§ Entries provided
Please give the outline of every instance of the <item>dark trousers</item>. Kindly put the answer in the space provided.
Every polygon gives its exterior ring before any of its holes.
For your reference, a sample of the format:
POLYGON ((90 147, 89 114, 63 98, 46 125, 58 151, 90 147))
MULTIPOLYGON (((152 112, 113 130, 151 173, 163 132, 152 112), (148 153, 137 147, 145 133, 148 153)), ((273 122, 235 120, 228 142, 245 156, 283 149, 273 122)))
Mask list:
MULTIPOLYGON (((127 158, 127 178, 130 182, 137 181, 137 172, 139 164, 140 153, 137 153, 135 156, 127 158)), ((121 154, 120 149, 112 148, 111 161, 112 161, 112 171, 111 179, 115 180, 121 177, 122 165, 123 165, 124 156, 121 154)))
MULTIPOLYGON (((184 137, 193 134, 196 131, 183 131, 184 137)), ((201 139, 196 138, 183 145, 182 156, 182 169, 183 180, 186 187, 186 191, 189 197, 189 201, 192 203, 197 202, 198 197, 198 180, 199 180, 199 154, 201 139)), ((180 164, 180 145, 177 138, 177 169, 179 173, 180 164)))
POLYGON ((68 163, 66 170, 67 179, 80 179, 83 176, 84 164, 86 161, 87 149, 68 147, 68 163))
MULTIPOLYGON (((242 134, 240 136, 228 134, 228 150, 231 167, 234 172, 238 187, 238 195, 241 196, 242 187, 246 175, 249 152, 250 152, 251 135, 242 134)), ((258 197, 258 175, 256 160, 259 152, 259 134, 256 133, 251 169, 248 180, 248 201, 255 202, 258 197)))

§ Problem details
Copy every item above word for word, with nothing changed or left out.

§ Task solution
Please give the outline of every instance of the <item>dark trousers</item>. Kindly put the answer in the space provided.
Every polygon gives its exterior ring before any of its holes.
For your reference, a sample of the format:
POLYGON ((90 147, 89 114, 63 98, 46 125, 58 151, 90 147))
MULTIPOLYGON (((152 112, 113 130, 151 173, 163 132, 152 112), (148 153, 137 147, 145 133, 148 153)), ((273 122, 235 120, 228 142, 245 156, 283 149, 273 122)))
Mask list:
MULTIPOLYGON (((127 158, 127 178, 130 182, 137 181, 137 172, 139 164, 140 153, 137 153, 135 156, 127 158)), ((121 154, 120 149, 112 148, 111 161, 112 161, 112 171, 111 179, 115 180, 121 177, 122 165, 123 165, 124 156, 121 154)))
MULTIPOLYGON (((184 137, 193 134, 196 131, 183 131, 184 137)), ((201 139, 196 138, 183 145, 182 156, 182 169, 183 180, 186 187, 186 191, 189 197, 189 201, 192 203, 197 202, 198 197, 198 180, 199 180, 199 154, 201 139)), ((180 164, 180 145, 177 138, 177 169, 179 173, 180 164)))
POLYGON ((68 163, 66 170, 67 179, 80 179, 83 176, 84 164, 86 161, 87 149, 68 147, 68 163))
MULTIPOLYGON (((242 134, 240 136, 228 134, 228 150, 231 167, 234 172, 238 187, 238 195, 241 196, 242 187, 246 175, 249 152, 250 152, 251 135, 242 134)), ((258 197, 258 175, 256 160, 259 152, 259 134, 256 133, 251 169, 248 180, 248 201, 255 202, 258 197)))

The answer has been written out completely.